TEXTO DA PÁGINA:
━━━━
De acordo com a legislação brasileira, cooperativas são associações de pelo menos 20 trabalhadores que vivem em regime colaborativo em vez de serem submetidos a uma hierarquia. Para que isso ocorra, a aquisição de cotas deve ser limitada, a fim de que uma pessoa não compre participações em demasia a ponto de suas decisões se sobreporem às demais. É preciso também que haja assembléias e que todo o lucro das atividades seja revertido para a própria cooperativa ou distribuído entre os associados. Outro ponto importante é a inexistência de relações de trabalho. Quando uma pessoa se associa a uma cooperativa, não pode ser demitida.
De acordo com dados da Organização Brasileira de Cooperativas (OCB), em dezembro de 2003 existiam no país 7.355 cooperativas, cujo número de associados chegava a 5,7 milhões de pessoas. Outras 182 mil eram empregadas das associações, não sendo, portanto, parte da entidade. O estado com mais associações de cooperados é o Rio de Janeiro, com 1.201, seguido por São Paulo, com mil. Mas as entidades paulistas são maiores: possuem 2,2 milhões de associados, contra 213 mil das fluminenses. Atuando desde a agricultura até a prestação de serviços em grandes cidades, as cooperativas responderam, em 2003, por 6% do Produto Interno Bruto brasileiro e exportaram pouco mais de US$ 1 bilhão.
Uma pesquisa feita pelo Ibase a pedido da Associação de Trabalhadores em Empresas Autogestionadas (Anteag) mostra que os benefícios das cooperativas vão além do campo econômico e agradam os associados. “São ganhos subjetivos, simbólicos, relativos à cooperação/participação”, afirma o relatório. Denominada “Autogestão em avaliação”, a pesquisa foi feita com 367 trabalhadores de 16 empresas e cooperativas: 13 no Rio Grande do Sul, duas no Rio de Janeiro e uma em Pernambuco, em 2001. Seu lançamento acontece no próximo dia 25, durante o XI Encontro da Anteag, em São Paulo.
━━━━
CONJUNTO DE MATERIAL:

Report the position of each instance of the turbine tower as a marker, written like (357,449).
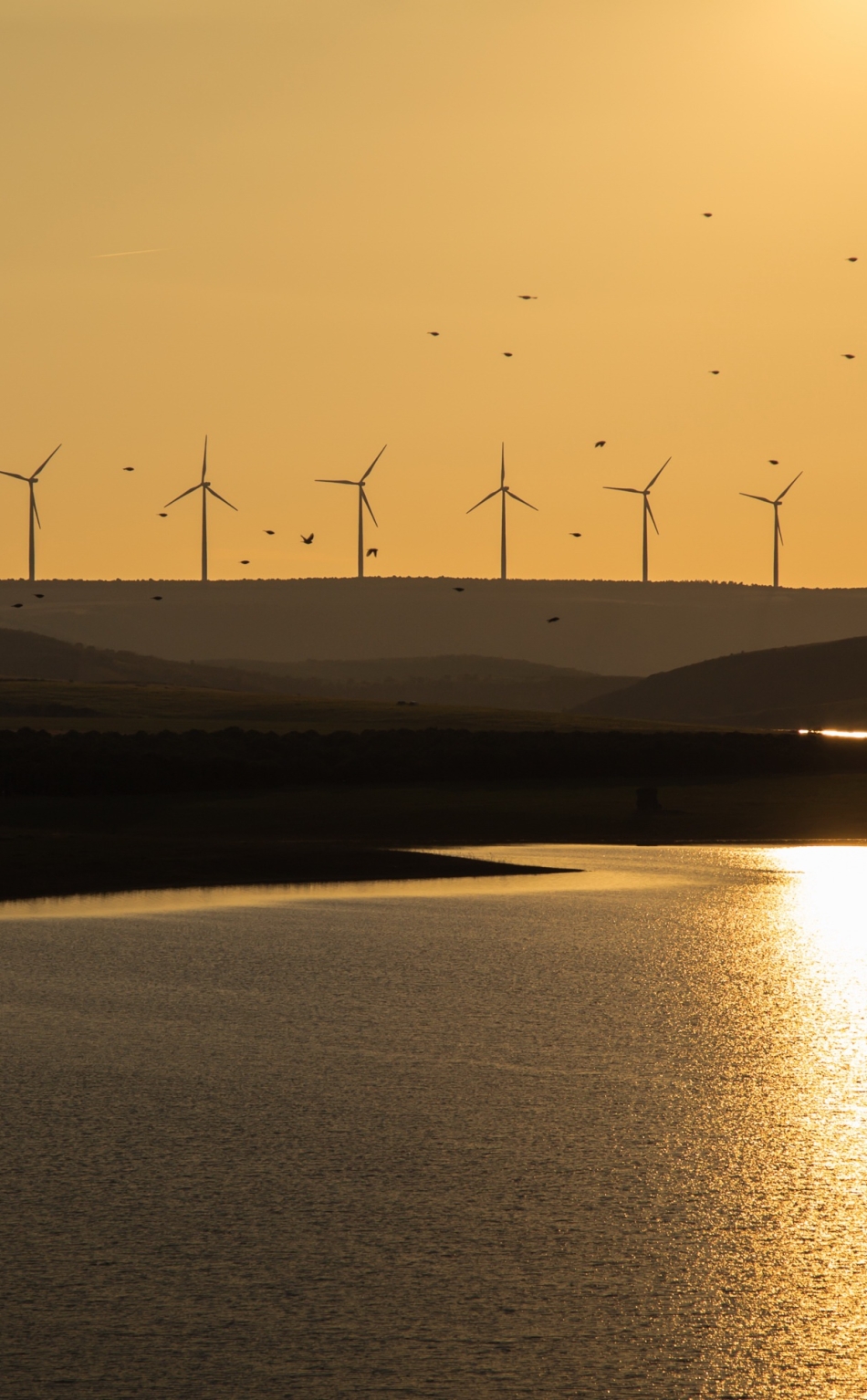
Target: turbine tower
(34,513)
(778,532)
(206,489)
(502,492)
(646,511)
(363,501)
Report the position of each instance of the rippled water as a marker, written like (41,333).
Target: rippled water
(596,1134)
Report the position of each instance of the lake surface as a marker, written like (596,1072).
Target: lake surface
(578,1135)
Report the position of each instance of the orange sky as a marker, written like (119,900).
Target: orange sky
(327,181)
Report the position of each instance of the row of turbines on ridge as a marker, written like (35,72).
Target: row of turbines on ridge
(502,490)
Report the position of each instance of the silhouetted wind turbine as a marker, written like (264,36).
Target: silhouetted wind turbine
(206,489)
(646,511)
(502,492)
(34,513)
(363,501)
(778,532)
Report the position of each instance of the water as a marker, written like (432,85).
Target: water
(594,1134)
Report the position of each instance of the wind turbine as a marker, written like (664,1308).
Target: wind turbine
(778,532)
(206,489)
(34,513)
(502,492)
(363,501)
(633,490)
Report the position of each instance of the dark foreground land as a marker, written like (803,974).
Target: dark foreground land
(89,812)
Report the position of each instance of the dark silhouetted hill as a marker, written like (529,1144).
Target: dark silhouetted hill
(819,686)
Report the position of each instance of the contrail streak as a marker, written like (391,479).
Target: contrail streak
(133,252)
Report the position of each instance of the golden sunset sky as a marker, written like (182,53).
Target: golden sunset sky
(327,181)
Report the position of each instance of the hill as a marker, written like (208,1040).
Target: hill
(610,627)
(817,686)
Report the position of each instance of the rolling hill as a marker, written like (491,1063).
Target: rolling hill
(817,686)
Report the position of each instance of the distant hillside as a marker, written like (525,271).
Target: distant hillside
(492,682)
(479,682)
(822,684)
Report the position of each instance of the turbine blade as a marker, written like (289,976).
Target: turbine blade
(484,498)
(220,497)
(373,464)
(45,464)
(367,503)
(659,474)
(788,489)
(520,498)
(183,495)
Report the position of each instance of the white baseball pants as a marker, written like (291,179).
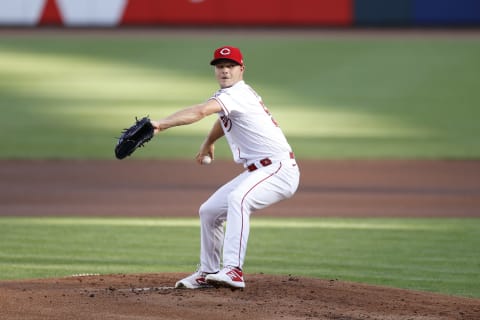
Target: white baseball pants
(233,203)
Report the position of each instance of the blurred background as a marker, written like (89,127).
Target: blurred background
(405,13)
(344,78)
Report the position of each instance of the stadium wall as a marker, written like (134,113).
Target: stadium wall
(343,13)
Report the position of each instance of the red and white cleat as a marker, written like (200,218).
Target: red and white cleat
(228,277)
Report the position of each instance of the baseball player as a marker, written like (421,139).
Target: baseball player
(257,142)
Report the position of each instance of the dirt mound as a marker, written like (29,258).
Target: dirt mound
(151,296)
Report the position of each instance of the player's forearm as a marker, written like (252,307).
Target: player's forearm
(215,133)
(182,117)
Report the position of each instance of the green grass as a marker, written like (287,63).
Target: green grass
(439,255)
(335,98)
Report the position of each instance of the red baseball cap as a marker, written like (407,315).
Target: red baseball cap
(228,53)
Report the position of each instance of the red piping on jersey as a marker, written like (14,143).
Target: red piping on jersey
(241,208)
(224,108)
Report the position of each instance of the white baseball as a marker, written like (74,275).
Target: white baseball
(206,160)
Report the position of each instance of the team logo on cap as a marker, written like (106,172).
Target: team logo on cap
(225,51)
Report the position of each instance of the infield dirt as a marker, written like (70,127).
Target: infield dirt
(137,188)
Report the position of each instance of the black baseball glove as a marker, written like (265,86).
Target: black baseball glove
(134,137)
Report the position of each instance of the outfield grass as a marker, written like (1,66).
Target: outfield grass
(335,98)
(439,255)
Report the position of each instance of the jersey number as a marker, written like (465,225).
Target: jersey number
(268,112)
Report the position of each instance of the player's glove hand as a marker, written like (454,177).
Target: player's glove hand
(134,137)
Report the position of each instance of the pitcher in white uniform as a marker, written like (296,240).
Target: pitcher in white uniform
(271,172)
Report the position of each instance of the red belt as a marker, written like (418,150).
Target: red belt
(265,163)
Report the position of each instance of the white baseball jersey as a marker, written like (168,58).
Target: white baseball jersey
(249,128)
(253,136)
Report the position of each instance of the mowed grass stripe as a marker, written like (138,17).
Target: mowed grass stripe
(440,255)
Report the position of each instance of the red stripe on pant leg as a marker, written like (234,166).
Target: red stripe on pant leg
(241,210)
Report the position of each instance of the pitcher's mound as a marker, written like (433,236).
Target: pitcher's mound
(151,296)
━━━━
PARTES DO EXERCÍCIO:
A - Traduza para o inglês a seguinte frase do texto sobre cooperativas: "Quando uma pessoa se associa a uma cooperativa, não pode ser demitida."
B - Continue o texto sobre cooperativas a partir da última frase apresentada.

RESULTADOS FINAIS:
A - When a person joins a cooperative, they cannot be dismissed.

B -
Os dados mostram pragmatismo em relação ao que os levou a participar de uma empresa autogestionada ou cooperativa. A maioria, 60%, diz estar ali pela alternativa de emprego e 22,5% pela expectativa de crescimento e de ganhos futuros. “É o retrato da busca pela sobrevivência frente ao desemprego”, analisa Luigi Varando, assessor técnico da Anteag. Para ele, ainda há a ilusão de que, ao formar uma cooperativa, o trabalhador terá um grande ganho salarial. “Existem muitas dificuldades até chegar a esse estágio. Já vi muitas entidades quebrarem antes de darem lucro”, alerta.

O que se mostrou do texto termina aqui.